* GIVEN EXERCISE *
Set down the final stretch of the data, from the line that holds "If you could tag the hazy" through the last line, both included, with pictures left out.

[Image location labeling entries]
..........

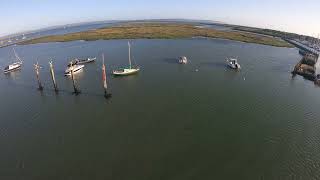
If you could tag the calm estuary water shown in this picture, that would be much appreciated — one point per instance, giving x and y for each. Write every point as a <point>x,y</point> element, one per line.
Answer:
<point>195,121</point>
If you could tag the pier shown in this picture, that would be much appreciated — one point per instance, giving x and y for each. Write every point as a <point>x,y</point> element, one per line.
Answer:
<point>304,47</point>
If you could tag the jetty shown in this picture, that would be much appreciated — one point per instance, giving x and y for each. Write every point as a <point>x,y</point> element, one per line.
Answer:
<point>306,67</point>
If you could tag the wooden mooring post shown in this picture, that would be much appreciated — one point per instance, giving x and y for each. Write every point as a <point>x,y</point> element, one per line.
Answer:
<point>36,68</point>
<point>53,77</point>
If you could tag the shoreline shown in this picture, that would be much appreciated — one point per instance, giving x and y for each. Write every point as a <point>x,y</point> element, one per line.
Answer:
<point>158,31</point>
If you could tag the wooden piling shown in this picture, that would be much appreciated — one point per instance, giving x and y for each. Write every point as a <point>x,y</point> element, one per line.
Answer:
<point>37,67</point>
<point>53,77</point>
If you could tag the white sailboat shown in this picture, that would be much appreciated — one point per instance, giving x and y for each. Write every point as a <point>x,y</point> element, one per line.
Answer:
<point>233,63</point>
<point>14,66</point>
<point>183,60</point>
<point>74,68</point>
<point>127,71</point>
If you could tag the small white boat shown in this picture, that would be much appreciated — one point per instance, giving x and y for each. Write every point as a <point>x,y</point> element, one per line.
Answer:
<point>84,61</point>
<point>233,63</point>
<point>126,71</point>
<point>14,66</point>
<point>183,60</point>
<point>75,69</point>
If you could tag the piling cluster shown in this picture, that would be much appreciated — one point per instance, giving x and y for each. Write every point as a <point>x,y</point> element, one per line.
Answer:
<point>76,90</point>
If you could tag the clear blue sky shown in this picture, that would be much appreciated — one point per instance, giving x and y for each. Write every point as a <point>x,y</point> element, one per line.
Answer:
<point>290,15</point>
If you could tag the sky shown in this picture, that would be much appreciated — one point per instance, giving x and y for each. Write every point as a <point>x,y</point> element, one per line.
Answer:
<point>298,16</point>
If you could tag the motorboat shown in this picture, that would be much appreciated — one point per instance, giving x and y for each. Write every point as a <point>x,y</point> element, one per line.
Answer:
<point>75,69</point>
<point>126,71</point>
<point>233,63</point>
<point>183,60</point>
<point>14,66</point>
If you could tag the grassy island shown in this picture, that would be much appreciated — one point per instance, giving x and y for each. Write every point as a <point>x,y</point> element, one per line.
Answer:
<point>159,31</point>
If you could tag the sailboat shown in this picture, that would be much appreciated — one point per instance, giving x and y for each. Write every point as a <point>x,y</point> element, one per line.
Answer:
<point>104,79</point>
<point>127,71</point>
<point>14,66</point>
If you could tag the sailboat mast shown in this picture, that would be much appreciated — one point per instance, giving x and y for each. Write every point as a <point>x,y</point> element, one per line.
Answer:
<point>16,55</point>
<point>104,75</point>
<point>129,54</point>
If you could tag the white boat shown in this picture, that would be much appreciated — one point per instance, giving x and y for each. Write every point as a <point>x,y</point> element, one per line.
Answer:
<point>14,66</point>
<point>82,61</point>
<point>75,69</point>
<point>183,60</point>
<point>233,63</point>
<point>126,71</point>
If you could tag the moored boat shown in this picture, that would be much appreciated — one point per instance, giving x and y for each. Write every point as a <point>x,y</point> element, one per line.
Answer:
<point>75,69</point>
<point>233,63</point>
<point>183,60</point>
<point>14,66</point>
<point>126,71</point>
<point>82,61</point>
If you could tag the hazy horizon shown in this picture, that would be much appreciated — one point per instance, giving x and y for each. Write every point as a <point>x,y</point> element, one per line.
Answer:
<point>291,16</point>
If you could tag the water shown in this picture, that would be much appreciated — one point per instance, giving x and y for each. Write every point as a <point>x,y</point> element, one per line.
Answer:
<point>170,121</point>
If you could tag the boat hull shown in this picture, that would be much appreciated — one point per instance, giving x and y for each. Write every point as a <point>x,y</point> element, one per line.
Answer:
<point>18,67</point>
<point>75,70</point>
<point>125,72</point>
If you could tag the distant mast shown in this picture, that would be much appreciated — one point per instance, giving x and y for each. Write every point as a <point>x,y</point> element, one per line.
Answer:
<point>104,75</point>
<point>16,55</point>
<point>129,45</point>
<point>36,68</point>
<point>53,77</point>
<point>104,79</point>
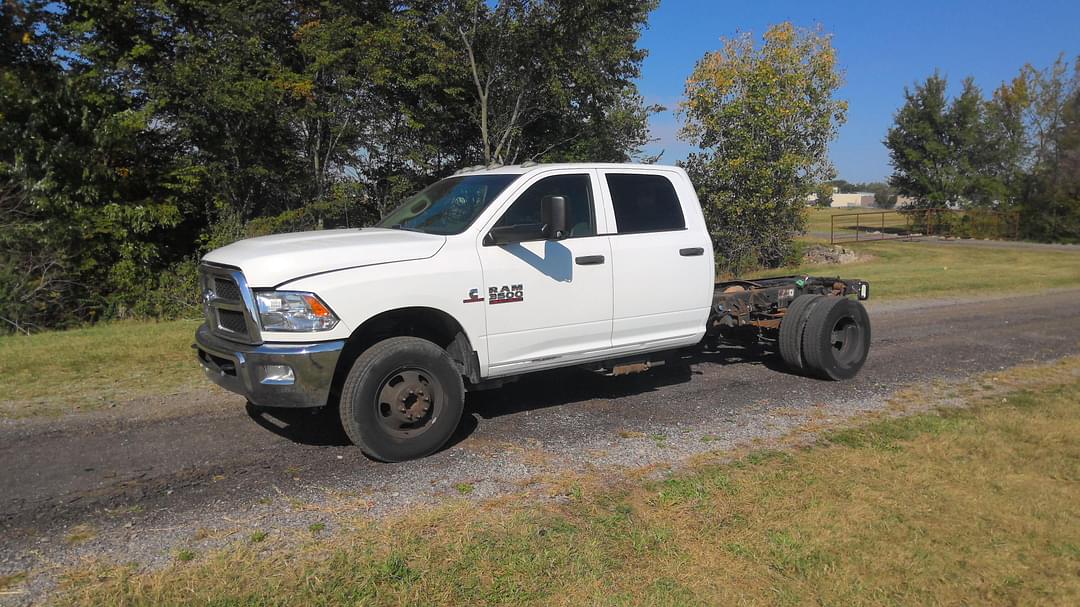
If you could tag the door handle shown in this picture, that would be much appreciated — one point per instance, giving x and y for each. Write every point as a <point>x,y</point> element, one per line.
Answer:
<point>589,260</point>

..........

* ANSWER TO THE EXERCISE *
If you could tag the hazy horizon shown in this picture, that would be much appreciated — one point per instance, giving x and y for each. Write every point as a <point>x,y</point> element, one per line.
Answer:
<point>291,16</point>
If you could tag the water shown in this picture, that would be much appreciated — one point per instance, giving x and y for each. Write every point as a <point>x,y</point> element, one per line.
Answer:
<point>170,121</point>
If you could tag the boat hull shown in this picture, that would be much appreciated — one point per instance, giving x and y for each. Write every point as a <point>x,y</point> element, one per line.
Answer:
<point>18,67</point>
<point>75,70</point>
<point>125,72</point>
If you could tag the distant mast shown in this picture, that would be much appreciated — one point per instance, giving x and y for each. Write every point as a <point>x,y</point> element, one per line.
Answer:
<point>104,75</point>
<point>16,55</point>
<point>129,45</point>
<point>36,68</point>
<point>53,77</point>
<point>104,79</point>
If you could tag the door handle shown in this picture, that would be much appreciated — one point per instance, giving x and y for each. Write every point as a <point>x,y</point> element, one per line.
Answer:
<point>589,260</point>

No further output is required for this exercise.